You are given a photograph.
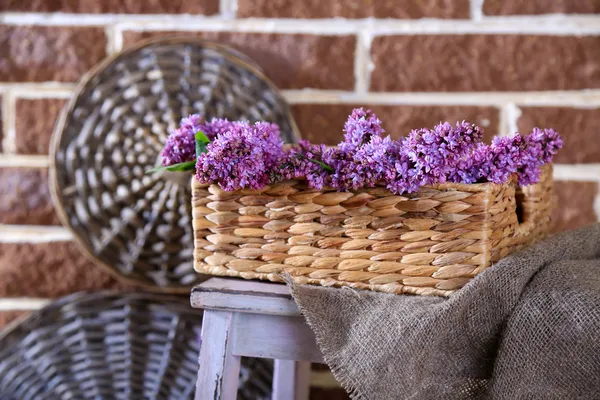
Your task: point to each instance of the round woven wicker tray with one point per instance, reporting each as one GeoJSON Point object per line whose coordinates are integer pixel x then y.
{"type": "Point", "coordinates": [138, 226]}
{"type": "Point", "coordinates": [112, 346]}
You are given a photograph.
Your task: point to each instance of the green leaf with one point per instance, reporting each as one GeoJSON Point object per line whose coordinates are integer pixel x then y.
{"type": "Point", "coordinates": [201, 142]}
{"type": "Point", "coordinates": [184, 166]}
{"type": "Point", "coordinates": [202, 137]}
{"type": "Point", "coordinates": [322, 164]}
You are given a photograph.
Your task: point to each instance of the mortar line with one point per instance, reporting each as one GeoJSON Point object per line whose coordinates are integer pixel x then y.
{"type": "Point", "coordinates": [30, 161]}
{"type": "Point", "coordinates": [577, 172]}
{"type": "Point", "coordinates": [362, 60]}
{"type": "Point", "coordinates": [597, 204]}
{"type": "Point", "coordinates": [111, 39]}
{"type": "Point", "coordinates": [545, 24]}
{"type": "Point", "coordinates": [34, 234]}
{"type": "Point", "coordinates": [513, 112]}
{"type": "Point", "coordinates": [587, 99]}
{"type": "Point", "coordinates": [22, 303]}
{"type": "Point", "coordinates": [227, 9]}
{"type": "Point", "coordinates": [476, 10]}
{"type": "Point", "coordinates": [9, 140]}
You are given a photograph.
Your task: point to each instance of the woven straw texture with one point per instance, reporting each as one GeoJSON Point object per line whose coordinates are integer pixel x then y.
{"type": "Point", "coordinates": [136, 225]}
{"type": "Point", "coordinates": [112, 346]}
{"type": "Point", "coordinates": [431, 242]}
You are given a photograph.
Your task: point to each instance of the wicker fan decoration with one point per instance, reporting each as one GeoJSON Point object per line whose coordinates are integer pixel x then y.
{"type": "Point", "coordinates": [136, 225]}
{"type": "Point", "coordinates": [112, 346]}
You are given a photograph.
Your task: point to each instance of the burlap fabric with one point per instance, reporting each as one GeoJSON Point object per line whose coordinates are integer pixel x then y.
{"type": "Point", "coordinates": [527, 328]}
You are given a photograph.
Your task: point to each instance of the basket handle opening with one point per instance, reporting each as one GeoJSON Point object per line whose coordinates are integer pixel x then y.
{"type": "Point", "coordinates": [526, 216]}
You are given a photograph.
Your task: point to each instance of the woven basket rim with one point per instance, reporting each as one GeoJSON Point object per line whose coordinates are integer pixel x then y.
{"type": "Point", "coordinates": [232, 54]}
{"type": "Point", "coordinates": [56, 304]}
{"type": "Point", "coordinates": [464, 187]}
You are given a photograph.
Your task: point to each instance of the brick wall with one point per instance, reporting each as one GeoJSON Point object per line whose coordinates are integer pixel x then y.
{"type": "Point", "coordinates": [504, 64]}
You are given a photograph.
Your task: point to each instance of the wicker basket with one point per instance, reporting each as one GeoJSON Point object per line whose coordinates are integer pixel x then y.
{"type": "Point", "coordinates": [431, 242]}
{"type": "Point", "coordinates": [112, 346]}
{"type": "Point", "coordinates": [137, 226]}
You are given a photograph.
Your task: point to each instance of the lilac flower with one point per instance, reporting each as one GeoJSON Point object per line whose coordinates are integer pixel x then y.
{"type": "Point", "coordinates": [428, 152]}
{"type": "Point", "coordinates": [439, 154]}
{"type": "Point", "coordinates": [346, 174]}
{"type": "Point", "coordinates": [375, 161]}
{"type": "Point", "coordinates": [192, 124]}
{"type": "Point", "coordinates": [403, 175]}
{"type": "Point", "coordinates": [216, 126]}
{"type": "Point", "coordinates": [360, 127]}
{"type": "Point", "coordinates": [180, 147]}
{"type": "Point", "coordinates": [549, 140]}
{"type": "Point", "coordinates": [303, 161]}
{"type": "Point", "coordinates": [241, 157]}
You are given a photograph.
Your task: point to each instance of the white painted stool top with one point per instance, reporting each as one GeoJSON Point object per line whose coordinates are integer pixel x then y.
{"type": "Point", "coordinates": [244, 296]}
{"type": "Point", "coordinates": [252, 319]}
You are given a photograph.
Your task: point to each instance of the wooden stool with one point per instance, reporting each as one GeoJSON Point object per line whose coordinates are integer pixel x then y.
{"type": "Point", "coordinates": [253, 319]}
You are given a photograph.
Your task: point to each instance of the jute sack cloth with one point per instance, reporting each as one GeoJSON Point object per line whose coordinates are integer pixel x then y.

□ □ □ □ □ □ □

What is being asked: Make an exact copy of the listing. Leave its pictures out.

Answer to this task:
You are given a photograph.
Your task: point to each instance of the round woven wicker tray with one point per instance, reporting each as one GeoJSON Point object per line whose coordinates are integer pixel x then y.
{"type": "Point", "coordinates": [138, 226]}
{"type": "Point", "coordinates": [112, 346]}
You are given a photograph.
Your task: point to each instance of the green leaf with one point per instance, reporting each as one GeoJSON Point object per line whose coordinates are integer pixel x then y.
{"type": "Point", "coordinates": [201, 142]}
{"type": "Point", "coordinates": [184, 166]}
{"type": "Point", "coordinates": [202, 137]}
{"type": "Point", "coordinates": [322, 164]}
You are given a photograph.
Your task: point to each instance of the mortar line with one point per instance, reporting each as one GeoJSON Point object per line whose coordinates are integer pixel x then y.
{"type": "Point", "coordinates": [30, 161]}
{"type": "Point", "coordinates": [577, 172]}
{"type": "Point", "coordinates": [362, 60]}
{"type": "Point", "coordinates": [597, 204]}
{"type": "Point", "coordinates": [111, 39]}
{"type": "Point", "coordinates": [545, 24]}
{"type": "Point", "coordinates": [34, 234]}
{"type": "Point", "coordinates": [513, 112]}
{"type": "Point", "coordinates": [587, 99]}
{"type": "Point", "coordinates": [22, 303]}
{"type": "Point", "coordinates": [227, 9]}
{"type": "Point", "coordinates": [476, 10]}
{"type": "Point", "coordinates": [9, 140]}
You are given a photograph.
Your task: point to each instance of the woven straw texture with one point per instance, reporting each as one GeoJSON Point object per line whose coordinates are integer pixel x then y.
{"type": "Point", "coordinates": [136, 225]}
{"type": "Point", "coordinates": [112, 346]}
{"type": "Point", "coordinates": [431, 242]}
You are given a photograph.
Your task: point to each instance of the wicker fan decoration with one point per instance, reporting each as one GeoJSON Point object per line whose coordinates are integer pixel x then y.
{"type": "Point", "coordinates": [136, 225]}
{"type": "Point", "coordinates": [112, 346]}
You are given a photograph.
Your task: point to each instance of the burlap fabric with one point per instance, reporting each as one GeoJSON Point object per line whose coordinates are integer pixel x then y.
{"type": "Point", "coordinates": [527, 328]}
You are given a photograph.
Your task: point to each instance of the basket handle opening with one point per instance, reporting each as one GeoJSON Point object per line whose coordinates are integer pixel x then y.
{"type": "Point", "coordinates": [526, 216]}
You are given a photograph.
Your task: point to each instance of the woven basket rim with one point per instance, reporting each as one GeoJSON Point object per line whose coordinates are integer pixel x then y.
{"type": "Point", "coordinates": [232, 54]}
{"type": "Point", "coordinates": [56, 304]}
{"type": "Point", "coordinates": [464, 187]}
You are given a photograph.
Your task: point to each instance of the brick wall with one point per instance, reporting each as one GeoJSON Point object per line whose coordinates are integer pixel x then y.
{"type": "Point", "coordinates": [504, 64]}
You are given a photograph.
Your task: point to each instance of the wicker basket with one point per instance, reporting each as one GeoJSON Point object per line whose coordinates are integer pixel x then y.
{"type": "Point", "coordinates": [431, 242]}
{"type": "Point", "coordinates": [112, 346]}
{"type": "Point", "coordinates": [137, 226]}
You are given a photograph.
Your task: point to each instance of the lilac flower with one point per instance, reporting each as one GeoJSON Point object per line whose coordinates are integer pixel x then y.
{"type": "Point", "coordinates": [428, 152]}
{"type": "Point", "coordinates": [439, 154]}
{"type": "Point", "coordinates": [346, 174]}
{"type": "Point", "coordinates": [375, 161]}
{"type": "Point", "coordinates": [192, 124]}
{"type": "Point", "coordinates": [403, 175]}
{"type": "Point", "coordinates": [216, 126]}
{"type": "Point", "coordinates": [360, 127]}
{"type": "Point", "coordinates": [180, 147]}
{"type": "Point", "coordinates": [549, 140]}
{"type": "Point", "coordinates": [303, 161]}
{"type": "Point", "coordinates": [241, 157]}
You are given a photograph.
Your task: point to each instance of the white painted stool top with one point per instance, reporting each as one GeoJSON Point object per line whose coordinates are integer pixel x then y.
{"type": "Point", "coordinates": [244, 296]}
{"type": "Point", "coordinates": [252, 319]}
You are given a photograph.
Your task: point to each instance of the wooden stool with one point per instance, reporting each as one GeoJSON Point object per line whose coordinates are integer pixel x then y.
{"type": "Point", "coordinates": [253, 319]}
You are given a photograph.
Your task: point to each instance of the jute sack cloth with one point per instance, reporting each as one GeoJSON Point object per line whose coordinates are integer pixel x then y.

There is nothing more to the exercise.